→ The task: Copy word for word, please, the lines of the entries below running from the one containing "positive clicks: (467, 144) (367, 124)" to the one containing "negative clicks: (331, 186)", both ends included.

※

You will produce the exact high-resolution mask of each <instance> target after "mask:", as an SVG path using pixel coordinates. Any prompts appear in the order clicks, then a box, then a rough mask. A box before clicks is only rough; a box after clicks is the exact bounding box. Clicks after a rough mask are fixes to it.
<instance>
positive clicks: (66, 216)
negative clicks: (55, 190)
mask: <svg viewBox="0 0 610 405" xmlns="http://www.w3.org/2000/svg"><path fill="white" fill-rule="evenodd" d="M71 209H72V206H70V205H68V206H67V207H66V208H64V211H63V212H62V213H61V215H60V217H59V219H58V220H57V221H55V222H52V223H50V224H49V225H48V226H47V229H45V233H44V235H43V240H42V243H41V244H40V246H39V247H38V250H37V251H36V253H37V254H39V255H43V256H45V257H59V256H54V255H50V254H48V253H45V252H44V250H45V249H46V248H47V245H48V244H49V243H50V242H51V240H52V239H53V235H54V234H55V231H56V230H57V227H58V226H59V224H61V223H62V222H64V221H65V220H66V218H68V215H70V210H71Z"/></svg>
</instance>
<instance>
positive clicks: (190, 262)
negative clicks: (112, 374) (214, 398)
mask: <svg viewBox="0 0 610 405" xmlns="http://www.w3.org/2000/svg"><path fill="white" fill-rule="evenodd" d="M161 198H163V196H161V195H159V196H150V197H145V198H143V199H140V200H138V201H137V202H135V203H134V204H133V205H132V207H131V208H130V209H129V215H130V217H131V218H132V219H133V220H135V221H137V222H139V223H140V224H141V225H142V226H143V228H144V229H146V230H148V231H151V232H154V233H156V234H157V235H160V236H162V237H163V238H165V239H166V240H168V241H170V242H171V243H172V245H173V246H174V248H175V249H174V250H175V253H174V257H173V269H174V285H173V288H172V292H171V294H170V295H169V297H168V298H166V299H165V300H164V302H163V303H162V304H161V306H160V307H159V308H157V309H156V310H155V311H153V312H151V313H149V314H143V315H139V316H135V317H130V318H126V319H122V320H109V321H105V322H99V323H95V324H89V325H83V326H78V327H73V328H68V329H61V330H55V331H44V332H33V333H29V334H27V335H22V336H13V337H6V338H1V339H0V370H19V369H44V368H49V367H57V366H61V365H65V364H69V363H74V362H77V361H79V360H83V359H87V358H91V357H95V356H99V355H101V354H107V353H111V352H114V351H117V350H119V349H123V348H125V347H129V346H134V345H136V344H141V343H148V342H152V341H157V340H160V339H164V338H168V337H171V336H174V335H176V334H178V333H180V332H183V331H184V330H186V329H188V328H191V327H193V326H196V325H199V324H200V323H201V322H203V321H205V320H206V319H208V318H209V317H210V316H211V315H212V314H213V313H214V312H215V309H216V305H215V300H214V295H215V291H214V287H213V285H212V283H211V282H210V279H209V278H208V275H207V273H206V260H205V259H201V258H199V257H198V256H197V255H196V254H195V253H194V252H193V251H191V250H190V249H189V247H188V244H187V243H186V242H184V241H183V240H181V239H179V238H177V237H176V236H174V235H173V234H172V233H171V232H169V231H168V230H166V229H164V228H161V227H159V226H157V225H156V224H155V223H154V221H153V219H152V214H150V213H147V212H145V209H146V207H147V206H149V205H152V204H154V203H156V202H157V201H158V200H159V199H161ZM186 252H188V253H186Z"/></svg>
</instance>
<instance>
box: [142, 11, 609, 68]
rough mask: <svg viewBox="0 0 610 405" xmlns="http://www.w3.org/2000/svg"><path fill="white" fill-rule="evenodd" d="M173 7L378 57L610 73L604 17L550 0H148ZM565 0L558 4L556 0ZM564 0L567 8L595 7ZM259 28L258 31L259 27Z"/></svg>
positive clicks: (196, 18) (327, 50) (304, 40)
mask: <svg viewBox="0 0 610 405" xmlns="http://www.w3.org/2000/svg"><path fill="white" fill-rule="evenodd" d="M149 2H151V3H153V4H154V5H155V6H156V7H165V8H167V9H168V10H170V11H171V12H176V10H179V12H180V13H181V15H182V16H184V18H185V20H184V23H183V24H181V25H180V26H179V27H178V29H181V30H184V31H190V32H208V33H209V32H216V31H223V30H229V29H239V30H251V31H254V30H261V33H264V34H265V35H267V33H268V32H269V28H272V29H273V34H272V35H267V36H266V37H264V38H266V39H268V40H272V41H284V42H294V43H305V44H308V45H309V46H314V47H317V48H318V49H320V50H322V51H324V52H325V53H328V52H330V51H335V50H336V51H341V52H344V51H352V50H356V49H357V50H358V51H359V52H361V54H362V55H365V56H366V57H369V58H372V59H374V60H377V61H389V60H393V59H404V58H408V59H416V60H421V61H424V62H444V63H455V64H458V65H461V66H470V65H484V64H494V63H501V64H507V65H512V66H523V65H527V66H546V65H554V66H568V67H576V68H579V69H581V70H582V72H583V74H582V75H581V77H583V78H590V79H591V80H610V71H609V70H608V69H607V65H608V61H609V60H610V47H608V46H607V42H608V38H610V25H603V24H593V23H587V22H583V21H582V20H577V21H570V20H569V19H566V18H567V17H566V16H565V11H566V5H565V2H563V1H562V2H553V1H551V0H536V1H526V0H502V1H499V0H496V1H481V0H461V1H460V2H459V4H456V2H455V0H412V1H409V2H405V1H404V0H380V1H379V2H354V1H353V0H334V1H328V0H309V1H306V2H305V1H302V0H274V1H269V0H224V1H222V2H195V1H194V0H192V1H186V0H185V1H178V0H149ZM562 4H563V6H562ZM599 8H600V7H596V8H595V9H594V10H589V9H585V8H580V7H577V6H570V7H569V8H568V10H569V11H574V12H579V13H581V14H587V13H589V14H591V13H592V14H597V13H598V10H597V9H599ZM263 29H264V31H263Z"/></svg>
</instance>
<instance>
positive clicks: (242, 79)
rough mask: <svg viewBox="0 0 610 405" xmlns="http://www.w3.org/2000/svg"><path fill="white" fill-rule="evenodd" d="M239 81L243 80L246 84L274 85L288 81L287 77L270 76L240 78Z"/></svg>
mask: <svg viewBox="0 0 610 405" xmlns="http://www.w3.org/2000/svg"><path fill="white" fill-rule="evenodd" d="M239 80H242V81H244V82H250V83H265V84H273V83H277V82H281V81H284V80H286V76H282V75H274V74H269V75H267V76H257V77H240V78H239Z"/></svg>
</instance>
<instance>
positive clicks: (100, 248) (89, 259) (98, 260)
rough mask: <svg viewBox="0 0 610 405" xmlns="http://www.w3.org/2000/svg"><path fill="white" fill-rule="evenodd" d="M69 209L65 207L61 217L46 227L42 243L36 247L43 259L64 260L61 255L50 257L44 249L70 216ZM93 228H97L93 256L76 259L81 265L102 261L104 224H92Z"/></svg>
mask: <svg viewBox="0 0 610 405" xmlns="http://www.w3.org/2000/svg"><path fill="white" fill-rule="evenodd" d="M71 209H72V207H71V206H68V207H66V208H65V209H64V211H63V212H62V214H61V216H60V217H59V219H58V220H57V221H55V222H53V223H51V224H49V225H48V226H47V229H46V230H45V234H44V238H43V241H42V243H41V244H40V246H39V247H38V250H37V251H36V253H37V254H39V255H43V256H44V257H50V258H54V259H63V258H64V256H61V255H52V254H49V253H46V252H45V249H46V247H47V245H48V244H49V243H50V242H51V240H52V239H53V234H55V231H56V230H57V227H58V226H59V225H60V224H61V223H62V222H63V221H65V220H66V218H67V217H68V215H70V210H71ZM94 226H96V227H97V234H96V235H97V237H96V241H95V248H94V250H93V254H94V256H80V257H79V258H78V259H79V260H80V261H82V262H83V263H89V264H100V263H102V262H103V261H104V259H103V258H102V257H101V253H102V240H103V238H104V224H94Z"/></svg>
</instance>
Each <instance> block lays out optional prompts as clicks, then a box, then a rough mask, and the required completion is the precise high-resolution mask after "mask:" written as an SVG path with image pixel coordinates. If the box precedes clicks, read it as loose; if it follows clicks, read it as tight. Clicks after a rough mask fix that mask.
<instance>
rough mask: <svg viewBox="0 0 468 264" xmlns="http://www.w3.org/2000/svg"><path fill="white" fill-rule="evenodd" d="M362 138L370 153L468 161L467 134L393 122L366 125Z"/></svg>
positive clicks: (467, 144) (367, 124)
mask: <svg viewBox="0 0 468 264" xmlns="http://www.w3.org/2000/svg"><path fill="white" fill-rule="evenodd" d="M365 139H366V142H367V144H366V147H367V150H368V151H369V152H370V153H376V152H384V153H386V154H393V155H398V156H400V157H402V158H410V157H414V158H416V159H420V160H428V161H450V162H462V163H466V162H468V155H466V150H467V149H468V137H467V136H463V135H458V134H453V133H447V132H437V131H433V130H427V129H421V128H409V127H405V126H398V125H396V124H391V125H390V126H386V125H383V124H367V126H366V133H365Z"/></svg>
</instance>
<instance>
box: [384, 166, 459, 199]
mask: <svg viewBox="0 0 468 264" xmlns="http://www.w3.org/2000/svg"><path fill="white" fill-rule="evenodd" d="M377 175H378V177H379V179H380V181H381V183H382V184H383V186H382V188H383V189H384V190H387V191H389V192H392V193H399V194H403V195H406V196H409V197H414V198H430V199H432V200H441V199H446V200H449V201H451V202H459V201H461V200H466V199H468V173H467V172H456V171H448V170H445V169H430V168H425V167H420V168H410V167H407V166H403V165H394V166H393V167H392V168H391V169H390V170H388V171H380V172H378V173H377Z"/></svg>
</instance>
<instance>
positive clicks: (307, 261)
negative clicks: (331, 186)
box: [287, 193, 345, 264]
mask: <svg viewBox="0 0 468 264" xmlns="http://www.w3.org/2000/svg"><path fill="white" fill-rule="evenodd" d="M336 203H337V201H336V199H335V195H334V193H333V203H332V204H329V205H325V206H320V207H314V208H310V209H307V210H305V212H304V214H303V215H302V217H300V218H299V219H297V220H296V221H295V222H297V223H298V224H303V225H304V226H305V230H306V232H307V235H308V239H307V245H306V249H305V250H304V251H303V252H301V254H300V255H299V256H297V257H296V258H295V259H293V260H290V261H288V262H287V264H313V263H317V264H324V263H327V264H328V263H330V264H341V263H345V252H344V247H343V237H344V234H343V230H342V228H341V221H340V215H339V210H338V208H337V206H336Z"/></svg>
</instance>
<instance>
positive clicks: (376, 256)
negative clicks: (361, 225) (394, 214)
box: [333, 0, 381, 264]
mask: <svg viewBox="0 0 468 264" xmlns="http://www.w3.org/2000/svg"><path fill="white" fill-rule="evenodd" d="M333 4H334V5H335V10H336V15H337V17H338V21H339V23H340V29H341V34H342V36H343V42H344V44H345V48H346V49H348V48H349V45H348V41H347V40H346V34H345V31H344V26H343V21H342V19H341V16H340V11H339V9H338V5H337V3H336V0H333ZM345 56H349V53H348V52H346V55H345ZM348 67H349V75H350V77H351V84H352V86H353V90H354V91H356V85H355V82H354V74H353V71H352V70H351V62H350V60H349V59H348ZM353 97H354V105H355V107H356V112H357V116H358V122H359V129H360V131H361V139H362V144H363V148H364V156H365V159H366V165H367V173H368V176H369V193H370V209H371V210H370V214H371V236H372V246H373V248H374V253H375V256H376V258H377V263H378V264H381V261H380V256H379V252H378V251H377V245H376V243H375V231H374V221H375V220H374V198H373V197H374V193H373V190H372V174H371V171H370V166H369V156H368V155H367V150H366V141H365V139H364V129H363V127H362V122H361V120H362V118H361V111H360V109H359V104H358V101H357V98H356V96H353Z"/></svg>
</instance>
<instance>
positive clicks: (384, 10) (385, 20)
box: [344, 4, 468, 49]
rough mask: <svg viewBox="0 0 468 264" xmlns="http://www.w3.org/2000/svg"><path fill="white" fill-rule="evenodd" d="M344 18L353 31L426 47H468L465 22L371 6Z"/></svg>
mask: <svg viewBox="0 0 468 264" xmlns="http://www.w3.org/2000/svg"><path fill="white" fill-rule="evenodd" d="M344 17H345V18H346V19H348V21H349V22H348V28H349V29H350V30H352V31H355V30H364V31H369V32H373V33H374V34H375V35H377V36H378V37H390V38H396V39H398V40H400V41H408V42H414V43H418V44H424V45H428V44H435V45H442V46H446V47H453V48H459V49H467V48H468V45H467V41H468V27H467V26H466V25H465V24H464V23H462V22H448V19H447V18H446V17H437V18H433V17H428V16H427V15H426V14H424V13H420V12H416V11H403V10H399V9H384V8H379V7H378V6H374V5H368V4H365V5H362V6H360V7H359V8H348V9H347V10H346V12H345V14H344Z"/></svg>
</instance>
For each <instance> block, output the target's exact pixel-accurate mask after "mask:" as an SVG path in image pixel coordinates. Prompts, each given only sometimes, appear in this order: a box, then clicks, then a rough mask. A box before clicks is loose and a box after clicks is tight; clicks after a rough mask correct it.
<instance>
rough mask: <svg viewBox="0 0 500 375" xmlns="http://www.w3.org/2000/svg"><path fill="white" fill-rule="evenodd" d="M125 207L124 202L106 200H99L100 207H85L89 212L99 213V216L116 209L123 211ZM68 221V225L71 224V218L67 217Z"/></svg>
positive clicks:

※

→ Solution for this exercise:
positive clicks: (467, 144) (367, 124)
mask: <svg viewBox="0 0 468 264" xmlns="http://www.w3.org/2000/svg"><path fill="white" fill-rule="evenodd" d="M365 139H366V142H367V144H366V147H367V150H368V151H369V152H370V153H376V152H384V153H386V154H393V155H398V156H400V157H402V158H410V157H414V158H416V159H420V160H428V161H450V162H462V163H466V162H468V155H466V150H467V149H468V137H467V136H463V135H458V134H453V133H447V132H437V131H433V130H427V129H421V128H409V127H405V126H398V125H396V124H391V125H390V126H386V125H383V124H367V126H366V133H365Z"/></svg>
</instance>
<instance>
box: [384, 166, 459, 199]
mask: <svg viewBox="0 0 468 264" xmlns="http://www.w3.org/2000/svg"><path fill="white" fill-rule="evenodd" d="M377 175H378V177H379V179H380V181H381V183H382V184H383V186H382V188H383V189H384V190H387V191H389V192H392V193H399V194H403V195H406V196H409V197H414V198H430V199H432V200H441V199H446V200H449V201H451V202H459V201H461V200H466V199H468V173H467V172H456V171H448V170H445V169H430V168H425V167H420V168H410V167H407V166H403V165H394V166H393V167H392V168H391V169H390V170H388V171H380V172H378V173H377Z"/></svg>
</instance>
<instance>
positive clicks: (307, 261)
negative clicks: (331, 186)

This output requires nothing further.